§ **Instruction**
Copy every one of the entries below, reproducing each line word for word and keeping them in the same order.

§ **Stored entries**
==========

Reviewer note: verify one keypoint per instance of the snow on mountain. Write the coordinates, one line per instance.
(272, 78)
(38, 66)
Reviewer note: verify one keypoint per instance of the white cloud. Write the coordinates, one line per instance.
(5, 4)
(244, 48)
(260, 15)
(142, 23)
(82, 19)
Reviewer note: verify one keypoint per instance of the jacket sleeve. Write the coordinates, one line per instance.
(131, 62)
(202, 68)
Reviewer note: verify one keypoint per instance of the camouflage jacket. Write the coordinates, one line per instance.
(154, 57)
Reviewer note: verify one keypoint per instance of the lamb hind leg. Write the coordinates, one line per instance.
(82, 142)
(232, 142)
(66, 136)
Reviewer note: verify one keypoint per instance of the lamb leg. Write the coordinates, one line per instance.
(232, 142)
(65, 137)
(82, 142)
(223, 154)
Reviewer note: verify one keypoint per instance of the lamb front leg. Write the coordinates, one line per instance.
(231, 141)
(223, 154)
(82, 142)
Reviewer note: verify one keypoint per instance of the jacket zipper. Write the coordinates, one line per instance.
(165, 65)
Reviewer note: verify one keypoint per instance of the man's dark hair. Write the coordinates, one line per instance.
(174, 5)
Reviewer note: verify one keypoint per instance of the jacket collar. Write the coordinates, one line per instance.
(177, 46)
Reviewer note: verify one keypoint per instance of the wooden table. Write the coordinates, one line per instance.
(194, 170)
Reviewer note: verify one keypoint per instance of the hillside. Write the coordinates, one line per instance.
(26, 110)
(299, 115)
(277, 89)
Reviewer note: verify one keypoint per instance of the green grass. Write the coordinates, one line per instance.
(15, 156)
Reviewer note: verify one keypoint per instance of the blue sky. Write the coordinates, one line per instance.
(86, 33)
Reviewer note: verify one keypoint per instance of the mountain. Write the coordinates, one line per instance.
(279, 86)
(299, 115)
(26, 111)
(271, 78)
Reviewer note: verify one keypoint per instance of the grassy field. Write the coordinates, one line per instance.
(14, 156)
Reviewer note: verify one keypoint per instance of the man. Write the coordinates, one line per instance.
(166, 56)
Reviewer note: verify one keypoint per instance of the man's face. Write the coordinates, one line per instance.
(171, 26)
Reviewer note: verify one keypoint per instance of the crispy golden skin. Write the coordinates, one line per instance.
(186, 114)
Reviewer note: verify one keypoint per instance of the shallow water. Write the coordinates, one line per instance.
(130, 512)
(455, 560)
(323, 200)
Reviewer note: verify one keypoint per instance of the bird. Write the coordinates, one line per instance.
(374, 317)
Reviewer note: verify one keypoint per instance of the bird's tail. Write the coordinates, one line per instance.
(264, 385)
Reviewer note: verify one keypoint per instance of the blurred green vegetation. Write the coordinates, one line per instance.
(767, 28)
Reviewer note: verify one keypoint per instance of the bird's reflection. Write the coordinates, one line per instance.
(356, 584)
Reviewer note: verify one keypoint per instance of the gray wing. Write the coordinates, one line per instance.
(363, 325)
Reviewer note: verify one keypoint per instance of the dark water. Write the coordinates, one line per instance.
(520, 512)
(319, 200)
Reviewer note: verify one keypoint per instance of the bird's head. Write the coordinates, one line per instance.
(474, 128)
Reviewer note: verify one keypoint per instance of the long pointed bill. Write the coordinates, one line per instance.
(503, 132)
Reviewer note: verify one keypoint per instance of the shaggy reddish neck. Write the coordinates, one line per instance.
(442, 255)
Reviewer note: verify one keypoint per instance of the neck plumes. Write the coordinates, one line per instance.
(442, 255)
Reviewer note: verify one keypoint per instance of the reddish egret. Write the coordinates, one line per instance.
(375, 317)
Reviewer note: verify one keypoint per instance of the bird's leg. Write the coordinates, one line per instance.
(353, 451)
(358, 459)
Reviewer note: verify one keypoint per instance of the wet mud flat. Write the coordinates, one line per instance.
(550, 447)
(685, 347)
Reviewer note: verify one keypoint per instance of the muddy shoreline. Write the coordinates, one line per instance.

==========

§ **Output**
Reviewer note: verify one keypoint per instance of the snow on mountain. Write the coordinates, one line per instance.
(272, 78)
(38, 66)
Reviewer note: verify one keypoint per instance of the white cloud. Write the coordinates, one line per instance.
(5, 4)
(244, 48)
(260, 15)
(142, 23)
(82, 19)
Reviewer note: verify one keypoint per instance of the jacket sleeve. Write the coordinates, one line per instance.
(131, 62)
(202, 68)
Reviewer note: verify one keypoint per instance of the camouflage jacket. Write the coordinates, one line per instance.
(154, 57)
Reviewer note: verify one keypoint per instance of the lamb hind leg. Write the coordinates, one line per instance.
(82, 142)
(232, 142)
(66, 136)
Reviewer note: verify one keypoint per instance of the lamb leg. Write the coordinates, one line per instance.
(232, 142)
(65, 137)
(82, 142)
(223, 154)
Reviewer note: verify one keypoint per instance of the lamb front leg. Write the coordinates, one line per instance.
(231, 141)
(223, 154)
(82, 142)
Reviewer note: verify one keypoint per instance of the jacket zipper. Write the coordinates, one line per instance.
(165, 65)
Reviewer note: verify one keypoint per instance of the man's dark hair. Write the coordinates, one line per instance.
(174, 5)
Reviewer note: verify one keypoint per instance of the jacket collar. Write the coordinates, one line per instance.
(177, 46)
Reviewer note: verify one keypoint per instance of the wooden table. Write the coordinates, one line per instance.
(194, 170)
Reviewer note: verify one keypoint per instance of the hillside. Write the coordinates, one line per instance.
(26, 110)
(299, 115)
(277, 89)
Reviewer note: verify one keypoint per instance of the green grass. Write the coordinates, one line per instance.
(15, 156)
Reviewer note: verify one keypoint per instance of the blue sky. Write the coordinates, one line per instance.
(86, 33)
Reviewer note: verify one keypoint per instance of the mountain. Write the coordinates, one line per instance.
(279, 86)
(299, 115)
(26, 111)
(271, 78)
Reviewer note: verify one keypoint per instance of the grassy field. Write the coordinates, one line per instance.
(14, 156)
Reviewer note: verify one keypoint per instance of the man. Write the coordinates, one line per instance.
(166, 56)
Reviewer note: verify one keypoint per instance of the man's face. Write the coordinates, one line per instance.
(171, 26)
Reviewer note: verify one keypoint per instance of the crispy golden skin. Write the coordinates, one line per instance.
(186, 114)
Reviewer note: verify one keypoint per instance of the shallow water. Write the coordinates, one line per instance.
(130, 512)
(455, 560)
(323, 200)
Reviewer note: verify one keypoint per instance of the bird. Write the coordinates, one line per instance.
(374, 317)
Reviewer note: verify one keypoint per instance of the bird's tail. Write the coordinates, one line per instance.
(264, 385)
Reviewer note: verify one keypoint per instance of the blurred green vegetation. Write the coordinates, one line per instance.
(767, 28)
Reviewer note: verify one keypoint per instance of the bird's reflection. Write the coordinates, one line per instance.
(356, 584)
Reviewer note: verify one keypoint per instance of the gray wing. Write the coordinates, one line per instance.
(363, 325)
Reviewer note: verify one keypoint per instance of the dark water. Write the coordinates, one line per instance.
(520, 512)
(319, 200)
Reviewer note: verify one keypoint per instance of the bird's head. Write the coordinates, one line per instance.
(474, 128)
Reviewer note: verify one keypoint per instance of the long pointed bill. Write the coordinates, one line per instance.
(503, 132)
Reviewer note: verify one keypoint per instance of the shaggy reddish neck. Write the coordinates, one line per instance.
(442, 255)
Reviewer note: verify one keypoint per instance of the neck plumes. Write the coordinates, one line per instance.
(442, 255)
Reviewer note: verify one keypoint per instance of the reddish egret. Write the coordinates, one line per instance.
(375, 317)
Reviewer note: verify one keypoint per instance of the bird's leg. Write the coordinates, one line per instance.
(353, 451)
(358, 459)
Reviewer note: verify one keypoint per instance of the wet mud flat. Write the coordinates, one line per instance.
(550, 447)
(685, 347)
Reviewer note: verify one keypoint per instance of the muddy shoreline. Write the coordinates, one line per instance.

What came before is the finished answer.